_Material supplied_

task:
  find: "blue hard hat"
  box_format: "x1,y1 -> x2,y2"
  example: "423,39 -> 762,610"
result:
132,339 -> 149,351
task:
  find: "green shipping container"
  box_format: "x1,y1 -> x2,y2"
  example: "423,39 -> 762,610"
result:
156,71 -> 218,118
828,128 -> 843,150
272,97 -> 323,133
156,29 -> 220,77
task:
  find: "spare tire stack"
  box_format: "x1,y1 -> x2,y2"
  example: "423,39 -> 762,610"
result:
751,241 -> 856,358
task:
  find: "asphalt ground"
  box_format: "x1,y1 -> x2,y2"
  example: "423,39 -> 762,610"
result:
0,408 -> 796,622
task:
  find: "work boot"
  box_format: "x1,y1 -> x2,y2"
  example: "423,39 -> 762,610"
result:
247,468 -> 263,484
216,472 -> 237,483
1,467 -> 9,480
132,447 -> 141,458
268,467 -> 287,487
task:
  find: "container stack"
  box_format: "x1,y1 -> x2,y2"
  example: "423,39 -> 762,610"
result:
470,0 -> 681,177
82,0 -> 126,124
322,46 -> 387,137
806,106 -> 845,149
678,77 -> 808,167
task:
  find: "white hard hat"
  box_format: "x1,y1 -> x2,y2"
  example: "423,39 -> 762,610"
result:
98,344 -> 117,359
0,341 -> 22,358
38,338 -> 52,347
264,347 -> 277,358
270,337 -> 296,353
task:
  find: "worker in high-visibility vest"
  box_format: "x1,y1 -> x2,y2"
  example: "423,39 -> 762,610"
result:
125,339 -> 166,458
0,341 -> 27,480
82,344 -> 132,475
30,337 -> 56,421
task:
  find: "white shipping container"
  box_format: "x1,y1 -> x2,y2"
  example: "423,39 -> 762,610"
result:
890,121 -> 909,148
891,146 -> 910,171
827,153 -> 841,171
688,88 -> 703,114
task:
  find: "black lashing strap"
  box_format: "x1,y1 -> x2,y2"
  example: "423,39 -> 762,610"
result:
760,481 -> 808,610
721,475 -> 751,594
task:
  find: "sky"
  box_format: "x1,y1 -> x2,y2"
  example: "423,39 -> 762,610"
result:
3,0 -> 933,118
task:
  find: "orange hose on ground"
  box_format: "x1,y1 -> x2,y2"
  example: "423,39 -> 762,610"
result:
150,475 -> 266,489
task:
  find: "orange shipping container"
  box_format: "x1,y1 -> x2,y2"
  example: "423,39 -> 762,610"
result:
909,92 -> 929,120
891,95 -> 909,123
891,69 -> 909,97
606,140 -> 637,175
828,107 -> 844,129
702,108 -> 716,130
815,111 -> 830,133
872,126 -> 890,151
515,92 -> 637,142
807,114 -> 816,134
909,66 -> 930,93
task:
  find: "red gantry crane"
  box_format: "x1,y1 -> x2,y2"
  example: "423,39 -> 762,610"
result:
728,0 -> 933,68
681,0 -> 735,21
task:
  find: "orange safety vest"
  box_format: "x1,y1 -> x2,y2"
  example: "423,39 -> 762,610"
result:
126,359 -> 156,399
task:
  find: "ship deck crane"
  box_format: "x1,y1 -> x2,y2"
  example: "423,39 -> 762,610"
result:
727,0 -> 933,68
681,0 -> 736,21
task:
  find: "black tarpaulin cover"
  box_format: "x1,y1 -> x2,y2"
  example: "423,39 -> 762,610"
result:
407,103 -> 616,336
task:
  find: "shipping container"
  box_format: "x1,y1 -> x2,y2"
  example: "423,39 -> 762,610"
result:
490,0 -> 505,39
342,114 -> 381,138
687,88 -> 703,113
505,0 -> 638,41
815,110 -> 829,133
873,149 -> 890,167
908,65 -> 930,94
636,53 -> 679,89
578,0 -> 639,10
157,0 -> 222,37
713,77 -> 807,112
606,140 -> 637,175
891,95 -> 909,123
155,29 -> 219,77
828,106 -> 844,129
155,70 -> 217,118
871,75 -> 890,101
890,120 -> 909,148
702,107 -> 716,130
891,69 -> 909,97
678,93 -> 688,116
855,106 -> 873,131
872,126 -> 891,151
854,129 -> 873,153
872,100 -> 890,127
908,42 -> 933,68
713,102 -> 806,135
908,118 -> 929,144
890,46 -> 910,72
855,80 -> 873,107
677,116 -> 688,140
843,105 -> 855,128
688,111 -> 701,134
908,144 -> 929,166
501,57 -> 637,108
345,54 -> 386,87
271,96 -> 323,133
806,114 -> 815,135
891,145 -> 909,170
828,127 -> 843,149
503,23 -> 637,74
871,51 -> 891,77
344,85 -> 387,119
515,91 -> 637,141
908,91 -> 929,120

_Task item_
Exact copies of all the records are to be printed.

_Result of the task_
task:
  find: "blue hard hat"
  box_format: "x1,y1 -> x2,y2"
  example: "423,39 -> 762,610"
result:
132,339 -> 149,351
task:
  find: "green shipping container"
  box_format: "x1,y1 -> x2,y2"
  example: "423,39 -> 762,610"
result:
156,71 -> 218,118
828,128 -> 843,150
272,97 -> 323,133
156,29 -> 220,77
task:
  find: "spare tire stack"
  box_format: "x1,y1 -> x2,y2"
  example: "423,39 -> 762,610"
result:
751,241 -> 856,358
task:
  find: "asphalt ground"
  box_format: "x1,y1 -> x2,y2"
  example: "423,39 -> 762,610"
result:
0,408 -> 796,622
task:
  find: "work boot"
  box_format: "x1,y1 -> x2,y2"
  example: "423,39 -> 762,610"
result:
247,468 -> 263,484
216,472 -> 237,483
1,467 -> 9,480
132,447 -> 141,458
268,467 -> 287,487
task:
  find: "container stack"
  box_format: "x1,y1 -> x2,y2"
  example: "423,39 -> 762,610"
result:
470,0 -> 681,177
82,0 -> 126,124
322,46 -> 387,137
806,106 -> 845,149
678,77 -> 808,167
task:
  find: "white hard hat"
  box_format: "x1,y1 -> x2,y2"
  example: "423,39 -> 762,610"
result:
98,344 -> 117,359
0,341 -> 22,358
38,338 -> 52,347
264,347 -> 277,358
270,337 -> 296,353
task:
  find: "worker in high-visibility vest"
  box_format: "x1,y1 -> x2,y2"
  example: "423,39 -> 762,610"
result:
125,339 -> 166,458
0,341 -> 27,480
82,344 -> 132,475
30,337 -> 56,421
task:
  find: "white shipping container"
  box_format: "x1,y1 -> x2,y2"
  example: "423,39 -> 762,610"
result:
890,121 -> 909,148
891,146 -> 910,171
827,153 -> 841,171
688,88 -> 703,114
task:
  find: "black lashing strap"
  box_format: "x1,y1 -> x2,y2"
  example: "423,39 -> 762,610"
result:
760,481 -> 808,610
721,475 -> 751,594
task:
  find: "sky"
  box_format: "x1,y1 -> x2,y2"
  example: "423,39 -> 762,610"
result:
3,0 -> 933,118
task:
  find: "orange hose on ground"
  box_format: "x1,y1 -> x2,y2"
  example: "423,39 -> 762,610"
result:
150,475 -> 266,489
task:
  find: "orange shipping container"
  box_format: "x1,y1 -> x2,y2"
  example: "423,39 -> 762,610"
result:
909,92 -> 929,120
891,95 -> 909,123
891,69 -> 909,97
606,140 -> 637,175
828,107 -> 844,129
702,108 -> 716,130
815,111 -> 830,133
872,126 -> 890,151
515,92 -> 637,142
807,114 -> 816,134
909,66 -> 930,93
task:
  find: "red gantry crane"
  box_format: "x1,y1 -> x2,y2"
  example: "423,39 -> 762,610"
result:
728,0 -> 933,68
681,0 -> 735,21
task:
  find: "orange safety vest"
  box_format: "x1,y1 -> x2,y2"
  example: "423,39 -> 762,610"
result:
126,359 -> 156,399
task:
  find: "ship deck crane"
  box_format: "x1,y1 -> x2,y2"
  example: "423,39 -> 762,610"
result:
727,0 -> 933,68
681,0 -> 736,21
task:
  find: "black tarpaulin cover"
  box_format: "x1,y1 -> x2,y2"
  example: "423,39 -> 762,610"
result:
407,103 -> 616,336
task:
  find: "shipping container"
  box_format: "x1,y1 -> x2,y2"
  example: "423,39 -> 762,610"
result:
490,0 -> 505,39
342,114 -> 381,138
687,88 -> 703,113
505,0 -> 638,41
815,110 -> 829,133
873,149 -> 890,167
908,65 -> 930,94
636,53 -> 679,89
578,0 -> 639,10
157,0 -> 222,37
713,77 -> 807,112
606,140 -> 637,175
891,95 -> 909,123
155,29 -> 219,77
828,106 -> 844,129
155,70 -> 217,118
871,75 -> 890,101
890,120 -> 909,148
702,107 -> 716,130
891,69 -> 909,97
678,93 -> 688,116
855,106 -> 873,131
872,126 -> 891,151
854,129 -> 873,153
872,100 -> 890,127
908,42 -> 933,68
713,102 -> 806,135
908,118 -> 929,144
890,46 -> 910,72
855,80 -> 873,107
677,116 -> 688,140
843,105 -> 855,128
688,111 -> 701,134
908,144 -> 929,166
501,57 -> 637,108
345,54 -> 386,87
271,96 -> 323,133
806,114 -> 815,135
891,145 -> 909,170
828,127 -> 843,149
503,23 -> 637,74
871,51 -> 891,77
344,85 -> 387,119
515,91 -> 637,141
908,91 -> 929,120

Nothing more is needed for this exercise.